READING TEXT
Through My Eyes: School Shootings

Story by Lucy Smithwick, Online Managing Editor

In this day and age, it’s not uncommon to hear about a school shooting. Even though it’s a scary thing that students are all aware of, you would never expect it to happen in your city, much less a place just 15 minutes away.

The shooting at Butler High was a shock. Making headlines early Monday morning on Oct. 26, this tragedy affected the community of East Meck as well as Charlotte, as a whole.

I was sitting in my first period class, when at around 8:30 P.M., I received a text from my sister saying, “There was just a shooting at Butler. [Butler is] on lockdown now and the person who was shot is at the hospital. Our teacher interrupted class to tell us that.”

By third period, around 10:45 P.M., the news had been spread throughout the school. It seemed as though everyone at East was wondering if another person had heard about it or if they had heard any updates.

At many Charlotte high schools, student-on-student violence is common and most students have witnessed at least one fight of some form, either verbal or physical. This altercation was originally intended to just be a physical fist fight, but one had other plans.

When the two students, Bobby McKeithen and Jatwan Craig Cuffie, began to fight, other students gathered around to watch, many taking videos of what was going on. Then a shot sounded throughout the hall, sending students running. McKeithen was rushed to the hospital, where he passed away in surgery.

Although it wasn’t your usual ‘guy brings gun to school, shoots at least one person, makes a run for it and it makes national news’ circumstance, it involved a tragedy within a school, a gun, a student being shot and some local news coverage about it. In this case, the debate of whether it counts as a shooting can come into play. I say it does.

If a gun gets brought into a school and is fired, it is a school shooting. There are different types and factors that can be accounted for, but that’s the general meaning. And since we live in the 21st century, most people have heard on the news about some major shooting.

Students from the late 1990s had the Columbine High School massacre to influence their lives and how they go about it. Students from the 2010s had the Sandy Hook Elementary School shooting to shape their minds. Finally, students from now, the late 2010s, had the Marjory Stoneman Douglas (MSD) High School shooting.

Each one was devastating as the next, all including innocent students and teachers being killed, creating monuments of people too young to need to be remembered for their death. Heroes were made of people who were just doing their jobs to protect their students, such as Coach Aaron Feis who died shielding students from gunfire at MSD.

He was the assistant football coach at the school at the time of the tragedy, and when he heard that there were shots, his first instinct was to protect the students. With many teachers, however, there’s another response.

RECORDED DATA

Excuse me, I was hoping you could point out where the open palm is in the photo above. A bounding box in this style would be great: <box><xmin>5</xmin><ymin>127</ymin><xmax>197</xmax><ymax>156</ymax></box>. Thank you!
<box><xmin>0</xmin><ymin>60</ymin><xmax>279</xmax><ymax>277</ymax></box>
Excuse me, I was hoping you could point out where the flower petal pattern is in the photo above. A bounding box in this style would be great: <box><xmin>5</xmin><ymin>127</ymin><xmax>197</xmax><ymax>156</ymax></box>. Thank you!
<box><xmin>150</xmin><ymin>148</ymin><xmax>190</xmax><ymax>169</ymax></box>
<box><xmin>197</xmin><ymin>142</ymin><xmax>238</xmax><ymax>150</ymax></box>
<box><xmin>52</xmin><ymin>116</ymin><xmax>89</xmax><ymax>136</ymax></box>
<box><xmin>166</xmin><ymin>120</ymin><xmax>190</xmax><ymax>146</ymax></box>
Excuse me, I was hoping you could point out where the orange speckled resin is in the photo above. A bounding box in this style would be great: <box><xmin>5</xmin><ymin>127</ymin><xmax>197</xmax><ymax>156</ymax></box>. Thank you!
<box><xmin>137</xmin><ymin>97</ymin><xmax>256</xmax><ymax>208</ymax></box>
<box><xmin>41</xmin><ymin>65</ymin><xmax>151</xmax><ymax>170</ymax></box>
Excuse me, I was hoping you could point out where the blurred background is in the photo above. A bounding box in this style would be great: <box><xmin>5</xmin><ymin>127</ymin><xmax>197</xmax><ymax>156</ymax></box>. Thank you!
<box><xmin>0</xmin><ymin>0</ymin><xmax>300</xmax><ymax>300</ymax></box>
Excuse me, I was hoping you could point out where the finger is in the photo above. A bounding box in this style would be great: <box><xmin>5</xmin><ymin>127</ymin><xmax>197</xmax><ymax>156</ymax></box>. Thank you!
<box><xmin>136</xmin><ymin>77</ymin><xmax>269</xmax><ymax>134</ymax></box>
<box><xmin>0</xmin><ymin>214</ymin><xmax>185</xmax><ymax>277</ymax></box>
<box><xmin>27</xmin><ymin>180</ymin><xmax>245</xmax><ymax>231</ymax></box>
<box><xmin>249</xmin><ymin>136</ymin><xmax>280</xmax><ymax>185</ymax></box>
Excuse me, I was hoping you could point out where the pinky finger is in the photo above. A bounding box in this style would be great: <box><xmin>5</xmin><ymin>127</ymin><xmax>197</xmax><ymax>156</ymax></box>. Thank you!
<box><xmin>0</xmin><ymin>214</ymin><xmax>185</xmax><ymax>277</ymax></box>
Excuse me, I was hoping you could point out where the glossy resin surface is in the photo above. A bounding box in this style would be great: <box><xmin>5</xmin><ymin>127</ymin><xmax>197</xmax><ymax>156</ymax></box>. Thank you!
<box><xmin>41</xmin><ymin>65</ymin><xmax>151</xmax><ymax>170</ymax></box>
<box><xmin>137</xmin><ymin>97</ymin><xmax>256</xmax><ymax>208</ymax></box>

...

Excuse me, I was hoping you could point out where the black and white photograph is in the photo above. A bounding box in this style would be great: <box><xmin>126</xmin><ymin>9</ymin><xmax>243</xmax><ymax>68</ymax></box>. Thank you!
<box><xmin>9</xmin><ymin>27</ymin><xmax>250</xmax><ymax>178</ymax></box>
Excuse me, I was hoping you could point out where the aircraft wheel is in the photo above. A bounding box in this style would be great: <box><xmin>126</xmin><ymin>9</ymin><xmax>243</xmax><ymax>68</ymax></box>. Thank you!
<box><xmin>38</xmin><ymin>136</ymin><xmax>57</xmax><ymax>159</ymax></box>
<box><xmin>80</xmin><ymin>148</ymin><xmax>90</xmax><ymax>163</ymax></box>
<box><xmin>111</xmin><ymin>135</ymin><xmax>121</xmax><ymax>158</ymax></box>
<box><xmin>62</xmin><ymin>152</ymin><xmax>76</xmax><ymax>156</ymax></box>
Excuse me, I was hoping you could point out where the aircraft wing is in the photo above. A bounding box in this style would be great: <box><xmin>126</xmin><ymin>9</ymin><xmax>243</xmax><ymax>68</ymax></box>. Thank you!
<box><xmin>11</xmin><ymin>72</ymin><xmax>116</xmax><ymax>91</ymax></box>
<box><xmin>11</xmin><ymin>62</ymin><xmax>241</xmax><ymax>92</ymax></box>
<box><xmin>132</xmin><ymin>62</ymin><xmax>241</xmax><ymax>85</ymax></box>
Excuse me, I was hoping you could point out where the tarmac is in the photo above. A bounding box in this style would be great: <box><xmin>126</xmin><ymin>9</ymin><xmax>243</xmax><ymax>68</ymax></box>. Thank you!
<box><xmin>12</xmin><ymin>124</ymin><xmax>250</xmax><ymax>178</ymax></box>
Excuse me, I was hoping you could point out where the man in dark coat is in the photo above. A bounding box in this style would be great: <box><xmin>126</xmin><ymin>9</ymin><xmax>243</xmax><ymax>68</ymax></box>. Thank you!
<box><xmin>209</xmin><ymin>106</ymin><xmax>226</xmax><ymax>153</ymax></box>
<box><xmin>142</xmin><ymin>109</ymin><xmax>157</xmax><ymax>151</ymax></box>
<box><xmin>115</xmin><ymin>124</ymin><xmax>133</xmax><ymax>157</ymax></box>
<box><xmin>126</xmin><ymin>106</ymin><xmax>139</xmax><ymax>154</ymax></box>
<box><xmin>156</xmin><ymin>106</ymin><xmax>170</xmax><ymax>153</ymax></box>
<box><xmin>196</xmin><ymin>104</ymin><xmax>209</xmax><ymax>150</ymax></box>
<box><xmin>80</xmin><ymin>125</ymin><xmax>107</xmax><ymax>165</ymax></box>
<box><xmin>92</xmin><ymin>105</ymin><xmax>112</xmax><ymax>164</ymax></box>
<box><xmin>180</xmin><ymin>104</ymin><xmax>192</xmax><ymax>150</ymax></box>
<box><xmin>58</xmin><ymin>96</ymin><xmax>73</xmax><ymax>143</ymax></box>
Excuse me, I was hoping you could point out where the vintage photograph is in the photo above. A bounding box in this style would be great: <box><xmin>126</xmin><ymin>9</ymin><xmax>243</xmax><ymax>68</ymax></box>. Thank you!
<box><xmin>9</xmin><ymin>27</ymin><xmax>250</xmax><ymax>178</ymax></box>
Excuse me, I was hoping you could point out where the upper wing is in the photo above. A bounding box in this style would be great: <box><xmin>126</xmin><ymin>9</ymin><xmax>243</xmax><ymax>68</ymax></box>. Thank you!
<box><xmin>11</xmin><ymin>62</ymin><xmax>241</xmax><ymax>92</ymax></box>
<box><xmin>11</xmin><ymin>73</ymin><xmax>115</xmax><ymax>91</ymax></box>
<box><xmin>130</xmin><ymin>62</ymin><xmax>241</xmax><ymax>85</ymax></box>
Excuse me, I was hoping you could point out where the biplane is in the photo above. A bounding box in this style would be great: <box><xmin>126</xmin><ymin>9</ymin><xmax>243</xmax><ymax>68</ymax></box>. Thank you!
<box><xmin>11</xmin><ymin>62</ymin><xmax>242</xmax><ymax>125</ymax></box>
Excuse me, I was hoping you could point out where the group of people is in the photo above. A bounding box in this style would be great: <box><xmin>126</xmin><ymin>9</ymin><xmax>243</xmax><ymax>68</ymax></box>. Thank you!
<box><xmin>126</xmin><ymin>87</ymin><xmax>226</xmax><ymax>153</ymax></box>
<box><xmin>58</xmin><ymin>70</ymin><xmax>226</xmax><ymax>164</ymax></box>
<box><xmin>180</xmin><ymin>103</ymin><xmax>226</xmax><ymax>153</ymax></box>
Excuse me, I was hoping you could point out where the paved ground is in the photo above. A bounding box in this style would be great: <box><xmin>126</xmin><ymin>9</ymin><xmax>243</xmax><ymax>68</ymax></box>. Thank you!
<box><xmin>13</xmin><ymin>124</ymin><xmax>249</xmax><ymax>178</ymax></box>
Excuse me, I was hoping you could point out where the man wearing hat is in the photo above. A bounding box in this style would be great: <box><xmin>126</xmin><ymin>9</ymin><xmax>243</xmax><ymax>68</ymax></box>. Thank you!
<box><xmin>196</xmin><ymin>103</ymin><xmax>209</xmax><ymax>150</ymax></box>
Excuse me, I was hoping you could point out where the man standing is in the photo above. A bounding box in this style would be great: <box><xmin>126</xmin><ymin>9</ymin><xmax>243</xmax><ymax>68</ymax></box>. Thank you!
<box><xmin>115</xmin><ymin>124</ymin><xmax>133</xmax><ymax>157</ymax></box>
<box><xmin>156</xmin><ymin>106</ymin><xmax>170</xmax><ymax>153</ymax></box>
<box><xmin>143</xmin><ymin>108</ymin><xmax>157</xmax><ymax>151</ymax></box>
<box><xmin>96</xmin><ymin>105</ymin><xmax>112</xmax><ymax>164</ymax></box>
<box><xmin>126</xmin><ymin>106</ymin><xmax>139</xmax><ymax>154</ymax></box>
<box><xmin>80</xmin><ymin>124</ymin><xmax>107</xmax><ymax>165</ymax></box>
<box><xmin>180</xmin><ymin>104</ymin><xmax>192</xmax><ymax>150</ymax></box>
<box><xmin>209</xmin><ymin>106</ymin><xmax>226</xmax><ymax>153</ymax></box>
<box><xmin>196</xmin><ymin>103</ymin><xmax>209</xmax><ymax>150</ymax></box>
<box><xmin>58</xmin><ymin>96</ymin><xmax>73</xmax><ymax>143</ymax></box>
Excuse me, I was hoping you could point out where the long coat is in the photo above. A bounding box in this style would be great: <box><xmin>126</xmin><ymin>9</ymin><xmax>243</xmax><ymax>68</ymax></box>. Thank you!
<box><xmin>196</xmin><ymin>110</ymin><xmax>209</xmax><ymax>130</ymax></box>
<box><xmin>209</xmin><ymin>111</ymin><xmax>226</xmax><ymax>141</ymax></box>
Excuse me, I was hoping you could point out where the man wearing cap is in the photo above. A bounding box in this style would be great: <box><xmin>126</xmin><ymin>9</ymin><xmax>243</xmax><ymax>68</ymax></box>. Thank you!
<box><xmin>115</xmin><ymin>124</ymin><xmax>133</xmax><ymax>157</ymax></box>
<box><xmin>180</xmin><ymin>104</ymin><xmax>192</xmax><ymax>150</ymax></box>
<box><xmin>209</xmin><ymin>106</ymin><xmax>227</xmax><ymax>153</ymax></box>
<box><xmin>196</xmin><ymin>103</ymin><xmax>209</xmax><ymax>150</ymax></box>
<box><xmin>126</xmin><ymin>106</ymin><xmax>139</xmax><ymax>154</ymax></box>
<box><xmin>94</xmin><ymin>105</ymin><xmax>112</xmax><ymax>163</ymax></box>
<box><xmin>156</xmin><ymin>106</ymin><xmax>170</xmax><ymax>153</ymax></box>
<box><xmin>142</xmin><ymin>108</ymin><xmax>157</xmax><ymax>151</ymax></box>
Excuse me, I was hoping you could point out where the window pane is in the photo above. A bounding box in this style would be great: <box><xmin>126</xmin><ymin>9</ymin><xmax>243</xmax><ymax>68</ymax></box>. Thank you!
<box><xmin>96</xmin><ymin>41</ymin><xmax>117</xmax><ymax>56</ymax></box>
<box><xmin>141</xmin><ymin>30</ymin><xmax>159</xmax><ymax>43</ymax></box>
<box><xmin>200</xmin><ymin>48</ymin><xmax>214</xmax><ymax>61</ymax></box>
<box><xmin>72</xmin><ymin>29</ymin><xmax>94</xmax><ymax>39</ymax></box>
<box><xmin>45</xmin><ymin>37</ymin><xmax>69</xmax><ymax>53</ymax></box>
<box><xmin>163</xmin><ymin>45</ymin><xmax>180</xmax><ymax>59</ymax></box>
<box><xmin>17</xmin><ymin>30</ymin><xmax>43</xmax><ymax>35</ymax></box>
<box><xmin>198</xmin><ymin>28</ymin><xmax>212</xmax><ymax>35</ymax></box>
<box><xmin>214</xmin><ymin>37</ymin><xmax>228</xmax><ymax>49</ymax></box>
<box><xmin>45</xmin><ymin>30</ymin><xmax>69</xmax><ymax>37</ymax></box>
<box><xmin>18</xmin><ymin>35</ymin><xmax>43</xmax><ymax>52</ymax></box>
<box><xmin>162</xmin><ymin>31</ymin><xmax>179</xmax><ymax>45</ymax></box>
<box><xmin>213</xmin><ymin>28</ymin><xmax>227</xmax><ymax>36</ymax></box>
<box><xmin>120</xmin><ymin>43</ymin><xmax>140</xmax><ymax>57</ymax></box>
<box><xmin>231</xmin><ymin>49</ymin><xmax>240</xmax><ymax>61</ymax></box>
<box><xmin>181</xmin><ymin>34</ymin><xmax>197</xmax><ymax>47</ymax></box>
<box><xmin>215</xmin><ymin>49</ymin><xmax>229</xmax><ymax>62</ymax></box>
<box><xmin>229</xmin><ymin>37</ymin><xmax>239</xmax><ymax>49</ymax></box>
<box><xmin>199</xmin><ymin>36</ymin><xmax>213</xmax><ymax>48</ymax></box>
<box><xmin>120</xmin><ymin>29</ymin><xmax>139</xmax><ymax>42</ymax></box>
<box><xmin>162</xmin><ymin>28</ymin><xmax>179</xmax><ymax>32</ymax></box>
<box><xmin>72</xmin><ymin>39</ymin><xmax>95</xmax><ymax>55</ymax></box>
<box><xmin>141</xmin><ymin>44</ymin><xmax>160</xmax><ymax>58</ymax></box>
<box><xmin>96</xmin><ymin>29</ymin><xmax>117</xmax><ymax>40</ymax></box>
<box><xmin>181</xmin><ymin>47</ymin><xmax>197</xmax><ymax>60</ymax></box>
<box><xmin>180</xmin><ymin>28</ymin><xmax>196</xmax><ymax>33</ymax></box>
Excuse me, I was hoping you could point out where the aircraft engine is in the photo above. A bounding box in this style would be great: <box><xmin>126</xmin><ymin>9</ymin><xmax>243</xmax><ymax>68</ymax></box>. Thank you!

WORK ITEM A
Copy the passage of the school shootings essay starting at "When the two" and ending at "say it does.", and replace "hall" with "corridor".
WORK ITEM B
In the school shootings essay, what position did Aaron Feis hold at his school at the time of the tragedy?
WORK ITEM C
Write the next part of the school shootings essay, picking up after its final sentence.

EXERCISE RESPONSE A
When the two students, Bobby McKeithen and Jatwan Craig Cuffie, began to fight, other students gathered around to watch, many taking videos of what was going on. Then a shot sounded throughout the corridor, sending students running. McKeithen was rushed to the hospital, where he passed away in surgery.

Although it wasn’t your usual ‘guy brings gun to school, shoots at least one person, makes a run for it and it makes national news’ circumstance, it involved a tragedy within a school, a gun, a student being shot and some local news coverage about it. In this case, the debate of whether it counts as a shooting can come into play. I say it does.

EXERCISE RESPONSE B
He was the assistant football coach.

EXERCISE RESPONSE C
After the MSD shooting, East’s security was increased. A few days after that, we had a lockdown due to a robbery across the street from school. It happened earlier in the morning than students were used to, and so it was a surprise to many. Kids ran into the nearest classrooms for safety, but because of the panic, some were locked out by frightened teachers.

After learning that it was just a precautionary measure and not an actual shooting, the reactions to the rejections of safety cooled down, but not by much. Students were shocked to hear that if it were a lockdown without warning, some teachers would think of themselves first and do the minimum for others.

Charlotte-Mecklenburg Schools policy calls for the doors not being opened once their closed when the school is on lockdown, but it also states that “Before locking doors, staff must first visually check hallways and restrooms. If other staff or properly identified visitors are in the hall, move them quickly into your own room and lock the door.”

Of course, it’s human nature to protect oneself before going to others, but I feel that as teachers, it’s their duty to do the most that they mentally can to keep kids out of danger, even if it’s simply keeping their door open for a few more seconds or making sure no one is in the hall. Coach Feis did the maximum and became a hero for it, but if a teacher called kids into their already-full room, they could save lives.

I’m not asking for adults to risk their lives, just that they treat their students like their lives do, in fact, matter. This can help those whose social mentalities are already not in the best place, those who are already struggling with their school work and those who have tough home lives.

School shootings are tragedies that happen too often and should be reduced. Teachers protecting their school and students is just one way. Seeking out help for students who seem troubled and as if they’re at risk is another. Overall attempting to keep the school as a safe and trustworthy environment for all should be the major goal in teacher’s minds.